CHALLENGE: Revise the items that follow so that every "farthest from its outline" becomes "most distant from its edges", with nothing else altered.

DATASET ENTRIES:

::::::

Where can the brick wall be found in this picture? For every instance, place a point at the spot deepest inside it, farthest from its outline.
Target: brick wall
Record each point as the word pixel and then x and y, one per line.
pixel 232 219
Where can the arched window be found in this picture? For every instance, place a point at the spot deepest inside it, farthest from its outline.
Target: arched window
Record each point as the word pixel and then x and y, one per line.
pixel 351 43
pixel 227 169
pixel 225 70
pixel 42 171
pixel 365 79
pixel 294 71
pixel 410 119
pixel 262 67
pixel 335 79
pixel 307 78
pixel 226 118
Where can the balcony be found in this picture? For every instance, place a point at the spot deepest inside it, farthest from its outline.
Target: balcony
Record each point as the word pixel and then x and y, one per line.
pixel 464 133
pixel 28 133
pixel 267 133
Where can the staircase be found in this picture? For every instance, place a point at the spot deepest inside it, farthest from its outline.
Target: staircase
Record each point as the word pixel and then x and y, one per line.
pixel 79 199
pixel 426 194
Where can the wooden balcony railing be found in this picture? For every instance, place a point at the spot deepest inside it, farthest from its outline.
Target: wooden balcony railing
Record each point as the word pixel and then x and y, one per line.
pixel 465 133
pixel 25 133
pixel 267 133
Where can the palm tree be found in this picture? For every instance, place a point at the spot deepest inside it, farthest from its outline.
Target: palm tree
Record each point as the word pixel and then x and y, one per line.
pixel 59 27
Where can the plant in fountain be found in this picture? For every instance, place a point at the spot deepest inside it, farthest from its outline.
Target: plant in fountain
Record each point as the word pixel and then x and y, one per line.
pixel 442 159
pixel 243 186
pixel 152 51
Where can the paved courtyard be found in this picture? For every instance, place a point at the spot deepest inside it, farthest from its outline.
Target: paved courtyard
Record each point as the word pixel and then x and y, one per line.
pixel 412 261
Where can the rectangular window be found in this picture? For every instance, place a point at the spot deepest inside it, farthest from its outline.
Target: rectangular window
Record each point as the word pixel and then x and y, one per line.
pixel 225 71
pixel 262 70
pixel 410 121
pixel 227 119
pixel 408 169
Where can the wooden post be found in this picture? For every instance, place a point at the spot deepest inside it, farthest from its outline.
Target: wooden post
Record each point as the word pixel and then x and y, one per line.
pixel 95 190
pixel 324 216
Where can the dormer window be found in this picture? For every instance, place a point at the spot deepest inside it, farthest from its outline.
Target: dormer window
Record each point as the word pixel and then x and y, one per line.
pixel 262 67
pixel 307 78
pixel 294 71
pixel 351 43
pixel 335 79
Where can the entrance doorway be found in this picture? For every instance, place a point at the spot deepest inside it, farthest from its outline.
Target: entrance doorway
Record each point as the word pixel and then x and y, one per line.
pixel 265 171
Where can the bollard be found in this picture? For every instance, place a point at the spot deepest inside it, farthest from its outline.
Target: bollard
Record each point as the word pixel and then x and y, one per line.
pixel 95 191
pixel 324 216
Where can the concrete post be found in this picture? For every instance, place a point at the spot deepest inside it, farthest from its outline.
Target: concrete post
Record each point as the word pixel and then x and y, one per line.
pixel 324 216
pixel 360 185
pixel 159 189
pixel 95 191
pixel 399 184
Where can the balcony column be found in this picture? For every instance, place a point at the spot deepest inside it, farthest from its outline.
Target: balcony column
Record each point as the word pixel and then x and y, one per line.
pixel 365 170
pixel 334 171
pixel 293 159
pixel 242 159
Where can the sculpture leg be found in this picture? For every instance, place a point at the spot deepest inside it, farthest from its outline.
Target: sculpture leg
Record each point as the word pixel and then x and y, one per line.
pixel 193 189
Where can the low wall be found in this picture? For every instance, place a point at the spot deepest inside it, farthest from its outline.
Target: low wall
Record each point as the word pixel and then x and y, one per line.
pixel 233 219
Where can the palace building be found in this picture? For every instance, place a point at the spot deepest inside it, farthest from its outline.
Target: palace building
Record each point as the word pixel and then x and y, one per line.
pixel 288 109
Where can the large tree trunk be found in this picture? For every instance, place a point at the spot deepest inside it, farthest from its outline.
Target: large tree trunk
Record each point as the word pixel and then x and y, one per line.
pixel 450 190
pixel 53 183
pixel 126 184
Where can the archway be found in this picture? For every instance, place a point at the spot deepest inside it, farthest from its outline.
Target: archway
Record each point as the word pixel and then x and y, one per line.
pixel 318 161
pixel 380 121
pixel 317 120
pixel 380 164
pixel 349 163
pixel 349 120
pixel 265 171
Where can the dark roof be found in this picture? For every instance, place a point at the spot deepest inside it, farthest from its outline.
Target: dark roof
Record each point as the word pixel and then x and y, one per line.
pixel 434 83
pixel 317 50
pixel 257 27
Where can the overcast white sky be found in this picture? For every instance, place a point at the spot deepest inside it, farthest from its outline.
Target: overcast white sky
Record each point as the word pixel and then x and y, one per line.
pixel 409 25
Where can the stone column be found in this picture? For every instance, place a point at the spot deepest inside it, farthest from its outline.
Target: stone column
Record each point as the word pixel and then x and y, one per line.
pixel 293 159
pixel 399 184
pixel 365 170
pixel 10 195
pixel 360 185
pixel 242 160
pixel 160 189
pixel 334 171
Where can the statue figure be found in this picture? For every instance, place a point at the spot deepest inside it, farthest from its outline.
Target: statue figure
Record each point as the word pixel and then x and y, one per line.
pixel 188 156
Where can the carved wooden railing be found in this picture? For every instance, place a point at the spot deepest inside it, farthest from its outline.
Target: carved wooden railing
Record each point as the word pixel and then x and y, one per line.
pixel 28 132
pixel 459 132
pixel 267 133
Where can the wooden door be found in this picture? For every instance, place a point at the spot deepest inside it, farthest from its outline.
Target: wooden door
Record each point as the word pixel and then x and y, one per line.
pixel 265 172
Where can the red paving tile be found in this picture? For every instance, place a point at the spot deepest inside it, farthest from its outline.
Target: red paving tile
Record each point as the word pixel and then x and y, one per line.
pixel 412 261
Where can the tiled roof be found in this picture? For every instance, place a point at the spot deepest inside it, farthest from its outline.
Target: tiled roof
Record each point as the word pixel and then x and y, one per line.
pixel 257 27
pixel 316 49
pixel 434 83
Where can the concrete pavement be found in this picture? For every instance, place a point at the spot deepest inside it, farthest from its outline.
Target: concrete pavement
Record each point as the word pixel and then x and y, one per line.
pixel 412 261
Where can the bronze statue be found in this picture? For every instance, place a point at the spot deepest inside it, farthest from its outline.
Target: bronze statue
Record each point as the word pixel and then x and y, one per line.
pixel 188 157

::::::

ANSWER:
Where can the brick wall be found in this picture? For every instance, place a point at the spot deepest inside it, most distant from its edges.
Target: brick wall
Record each point as the word pixel and then x and y, one per line.
pixel 232 219
Where can the arched window be found in this picture? For every instance, place a point at the spot deepest inside it, most distant from its edges.
Target: arched window
Record each point as the word pixel and then x and y, one per line.
pixel 351 43
pixel 227 169
pixel 225 70
pixel 42 171
pixel 365 79
pixel 294 71
pixel 410 119
pixel 262 67
pixel 335 79
pixel 307 78
pixel 226 118
Where can the balcony be found in this picture? For every instance, place a point at the spot deepest inside it, most distant from its edges.
Target: balcony
Record each point as the word pixel and then x and y, one per line.
pixel 464 133
pixel 28 133
pixel 267 133
Where can the staircase be found in this picture? For every instance, place a point at the spot deepest inside it, most distant from its edges.
Target: staircase
Record each point as the word pixel and then x and y, one per line.
pixel 79 199
pixel 426 194
Where can the wooden balcony railing be found in this picture? For every instance, place a point at the spot deepest inside it, most distant from its edges.
Target: wooden balcony railing
Record each point as the word pixel and then x and y, one per line.
pixel 465 133
pixel 25 133
pixel 267 133
Where can the palm tree be found in this picture? For every instance, place a point at the spot deepest inside it, most distant from its edges.
Target: palm tree
Record each point as the word pixel and then x and y, one per line.
pixel 59 27
Where can the plant in fountain be found in this picture? For every instance, place a point at the spot deepest inside it, most distant from its edges.
Target: plant in fountain
Record each point as the word pixel and then x and y, one per line.
pixel 442 159
pixel 243 186
pixel 152 51
Where can the paved courtyard be found in this picture? For every instance, place a point at the spot deepest inside it, most distant from its edges.
Target: paved courtyard
Record each point as the word pixel and then x and y, one per line.
pixel 412 261
Where can the rectangular window be found in this picture? For every instance, place a point at the spot deepest inside it, most distant from its edges.
Target: rectangular window
Record each point as the word pixel and then x and y, one per line.
pixel 225 71
pixel 262 70
pixel 410 121
pixel 227 119
pixel 408 169
Where can the wooden post be found in this picture? For every instance, place a point at the spot deepest inside it, most distant from its edges.
Target: wooden post
Record each point as the word pixel and then x and y, one per line.
pixel 95 190
pixel 324 216
Where can the dormer window be found in this picture? For every instance, place a point at the spot deepest inside it, most distant from its edges.
Target: dormer window
Record each point as the word pixel and then x and y, one per line.
pixel 262 67
pixel 307 78
pixel 294 71
pixel 351 43
pixel 335 79
Where can the entrance doorway be found in this picture? For every instance, place a point at the spot deepest inside it, most distant from its edges.
Target: entrance doorway
Record each point as the word pixel and then x and y, one per line.
pixel 265 171
Where can the bollard be found in this picture? For every instance, place a point at the spot deepest inside it, most distant from its edges.
Target: bollard
Record each point as the word pixel and then x and y, one per line.
pixel 95 191
pixel 324 216
Where can the concrete post be found in this picture? For every instance, place a point at the spot deepest inside it, most distant from its edges.
Target: concrete post
Record each point as the word pixel and then x and y, one per line.
pixel 324 216
pixel 360 185
pixel 159 189
pixel 95 191
pixel 399 184
Where can the balcony column be found in this picture? For every instance, place a point at the spot deepest inside it, most distant from its edges.
Target: balcony column
Record each point as the word pixel and then x and y, one per line.
pixel 365 170
pixel 334 171
pixel 293 159
pixel 242 159
Where can the sculpture leg be found in this picture? For every instance, place a point at the spot deepest inside it, most distant from its edges.
Target: sculpture leg
Record each point as the word pixel and then x and y, one per line.
pixel 193 189
Where can the low wall be found in this picture? For every instance, place a point at the spot deepest inside it, most distant from its edges.
Target: low wall
Record each point as the word pixel and then x and y, one per line.
pixel 233 219
Where can the palace building be found in this picture? For every instance, place a point at the spot deepest inside it, most distant from its edges.
Target: palace building
Record each point as the word pixel and then x and y, one per line.
pixel 288 109
Where can the large tree trunk be found in this picture? For every instance, place a point at the spot deepest inside it, most distant from its edges.
Target: large tree trunk
Record each point as the word pixel and then x and y, one per line.
pixel 450 190
pixel 53 183
pixel 126 184
Where can the archway be found in this picture? For every instance, place a point at the spot deepest inside it, most distant from its edges.
Target: archway
Record each point as the word pixel and then x and y, one per line.
pixel 318 161
pixel 380 121
pixel 317 120
pixel 380 164
pixel 349 163
pixel 349 120
pixel 265 171
Where can the dark roof be found in this picture? For every instance, place a point at the spot deepest inside it, most distant from its edges.
Target: dark roof
Record each point as the word pixel and then x and y, one per line.
pixel 434 83
pixel 317 50
pixel 257 27
Where can the overcast white sky be found in this picture? For every instance, place a point at the spot deepest inside it, most distant from its edges.
Target: overcast white sky
Record each point as the word pixel and then x and y, one per line.
pixel 409 25
Where can the stone column be found in this picture? For every instance, place a point at the spot deepest inside it, most distant from its edges.
Target: stone column
Record each point as the word pixel and then x and y, one per line.
pixel 293 159
pixel 399 184
pixel 365 170
pixel 10 195
pixel 360 185
pixel 242 160
pixel 160 189
pixel 334 171
Where can the statue figure be found in this picture? For every instance, place a point at the spot deepest inside it, most distant from its edges.
Target: statue figure
Record each point as the word pixel and then x and y, one per line.
pixel 188 156
Where can the carved wooden railing be found in this picture? For every instance, place a point at the spot deepest inside it, most distant from its edges.
Target: carved wooden railing
Record each point as the word pixel and then x and y, one per line.
pixel 28 132
pixel 459 132
pixel 267 133
Where can the wooden door be found in this picture? For every instance, place a point at the spot deepest inside it, most distant from its edges.
Target: wooden door
Record each point as the word pixel and then x and y, one per line.
pixel 265 172
Where can the red paving tile be found in this picture? For every instance, place a point at the spot deepest inside it, most distant from its edges.
Target: red paving tile
Record each point as the word pixel and then x and y, one per line.
pixel 412 261
Where can the tiled roof be found in this picture? For every instance, place a point at the spot deepest inside it, most distant from its edges.
Target: tiled roof
Record each point as the word pixel and then x and y, one per line.
pixel 257 27
pixel 316 49
pixel 434 83
Where can the concrete pavement be found in this picture? For every instance, place a point at the spot deepest inside it, most distant from its edges.
Target: concrete pavement
Record each point as the word pixel and then x and y, one per line.
pixel 412 261
Where can the bronze statue be found in this picture? For every instance, place a point at the spot deepest inside it, most distant from its edges.
Target: bronze statue
Record each point as the word pixel and then x and y, one per line.
pixel 188 157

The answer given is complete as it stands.